— What you should do —
Return, word for word, only the lines from the one containing "Could you point at the river" through the last line of the entries.

[Dataset records]
= = = =
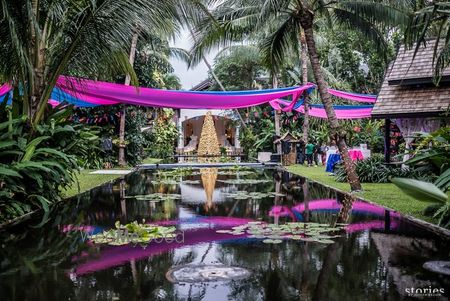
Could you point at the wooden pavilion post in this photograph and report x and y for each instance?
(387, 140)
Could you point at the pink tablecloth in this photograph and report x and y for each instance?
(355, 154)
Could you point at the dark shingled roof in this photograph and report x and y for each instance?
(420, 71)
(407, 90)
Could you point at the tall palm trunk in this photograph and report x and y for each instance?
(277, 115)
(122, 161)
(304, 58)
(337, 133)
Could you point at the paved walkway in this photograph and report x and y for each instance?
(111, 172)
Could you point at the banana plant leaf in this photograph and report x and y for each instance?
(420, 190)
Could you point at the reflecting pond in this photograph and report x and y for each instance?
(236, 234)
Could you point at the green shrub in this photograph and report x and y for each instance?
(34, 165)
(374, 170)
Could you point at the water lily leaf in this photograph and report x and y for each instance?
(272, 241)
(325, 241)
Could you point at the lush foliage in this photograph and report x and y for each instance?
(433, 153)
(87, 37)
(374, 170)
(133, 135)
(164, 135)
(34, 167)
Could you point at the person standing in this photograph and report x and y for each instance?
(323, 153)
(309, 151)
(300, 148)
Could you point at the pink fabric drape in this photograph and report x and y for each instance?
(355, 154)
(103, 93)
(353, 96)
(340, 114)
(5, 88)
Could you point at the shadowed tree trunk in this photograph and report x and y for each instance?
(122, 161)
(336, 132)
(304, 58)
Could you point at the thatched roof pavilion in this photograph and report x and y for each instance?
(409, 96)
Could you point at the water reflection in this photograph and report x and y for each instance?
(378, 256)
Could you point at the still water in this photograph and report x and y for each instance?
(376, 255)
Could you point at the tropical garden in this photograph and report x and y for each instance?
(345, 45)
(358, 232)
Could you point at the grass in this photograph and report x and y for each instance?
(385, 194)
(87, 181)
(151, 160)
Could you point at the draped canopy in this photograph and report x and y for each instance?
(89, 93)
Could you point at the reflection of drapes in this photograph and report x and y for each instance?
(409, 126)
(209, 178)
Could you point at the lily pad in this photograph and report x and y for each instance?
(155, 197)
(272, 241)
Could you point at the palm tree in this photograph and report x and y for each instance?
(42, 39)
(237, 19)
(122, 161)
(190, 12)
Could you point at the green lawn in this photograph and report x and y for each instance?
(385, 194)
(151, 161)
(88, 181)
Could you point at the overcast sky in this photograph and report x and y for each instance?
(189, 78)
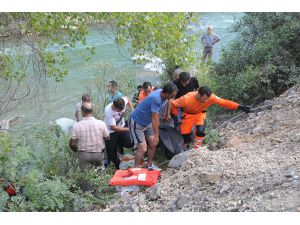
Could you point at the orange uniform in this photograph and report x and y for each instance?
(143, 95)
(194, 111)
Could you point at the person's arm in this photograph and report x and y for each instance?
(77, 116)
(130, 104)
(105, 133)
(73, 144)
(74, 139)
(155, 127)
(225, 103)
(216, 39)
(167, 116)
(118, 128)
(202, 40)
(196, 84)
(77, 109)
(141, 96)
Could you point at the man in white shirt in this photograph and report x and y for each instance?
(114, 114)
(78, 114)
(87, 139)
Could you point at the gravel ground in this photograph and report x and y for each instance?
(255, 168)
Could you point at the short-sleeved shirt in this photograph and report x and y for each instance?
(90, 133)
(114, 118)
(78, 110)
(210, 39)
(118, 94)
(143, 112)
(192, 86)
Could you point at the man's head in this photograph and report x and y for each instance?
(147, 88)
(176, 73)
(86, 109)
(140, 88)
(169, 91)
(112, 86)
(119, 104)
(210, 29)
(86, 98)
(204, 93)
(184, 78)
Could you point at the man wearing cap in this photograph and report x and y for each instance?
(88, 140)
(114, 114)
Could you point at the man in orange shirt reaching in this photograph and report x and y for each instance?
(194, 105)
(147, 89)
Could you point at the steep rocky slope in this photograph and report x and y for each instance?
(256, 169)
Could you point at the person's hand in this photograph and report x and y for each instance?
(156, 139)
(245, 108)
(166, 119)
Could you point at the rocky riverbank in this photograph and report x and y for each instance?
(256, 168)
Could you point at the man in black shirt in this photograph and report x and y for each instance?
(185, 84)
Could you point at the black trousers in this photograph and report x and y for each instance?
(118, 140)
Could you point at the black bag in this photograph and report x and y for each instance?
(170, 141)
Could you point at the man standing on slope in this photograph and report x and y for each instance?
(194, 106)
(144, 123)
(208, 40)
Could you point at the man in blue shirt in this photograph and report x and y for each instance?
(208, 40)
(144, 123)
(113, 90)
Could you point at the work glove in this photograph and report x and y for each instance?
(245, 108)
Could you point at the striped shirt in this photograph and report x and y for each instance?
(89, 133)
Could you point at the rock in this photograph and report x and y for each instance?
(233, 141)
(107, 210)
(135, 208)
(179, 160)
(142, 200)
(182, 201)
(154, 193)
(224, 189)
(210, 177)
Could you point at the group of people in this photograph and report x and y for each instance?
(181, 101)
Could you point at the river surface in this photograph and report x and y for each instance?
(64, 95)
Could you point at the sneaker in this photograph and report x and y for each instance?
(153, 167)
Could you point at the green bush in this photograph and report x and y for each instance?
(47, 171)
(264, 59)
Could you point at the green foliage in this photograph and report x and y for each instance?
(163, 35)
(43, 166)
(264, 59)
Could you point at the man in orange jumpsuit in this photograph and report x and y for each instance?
= = = =
— Answer to this task —
Could you point at the river surface in this photograph and report x and y for each instance?
(64, 95)
Could you point at the sneaker in this photograph and report x and y for each instance?
(153, 167)
Could you point at the green bush in this photograph and report x and y for each instance?
(47, 171)
(264, 59)
Could you point at the green foliage in this photograph and report x and y for each instance?
(163, 35)
(43, 166)
(264, 59)
Could you point at the man in orange jumpsuit in this photograph and report x and y for each instance?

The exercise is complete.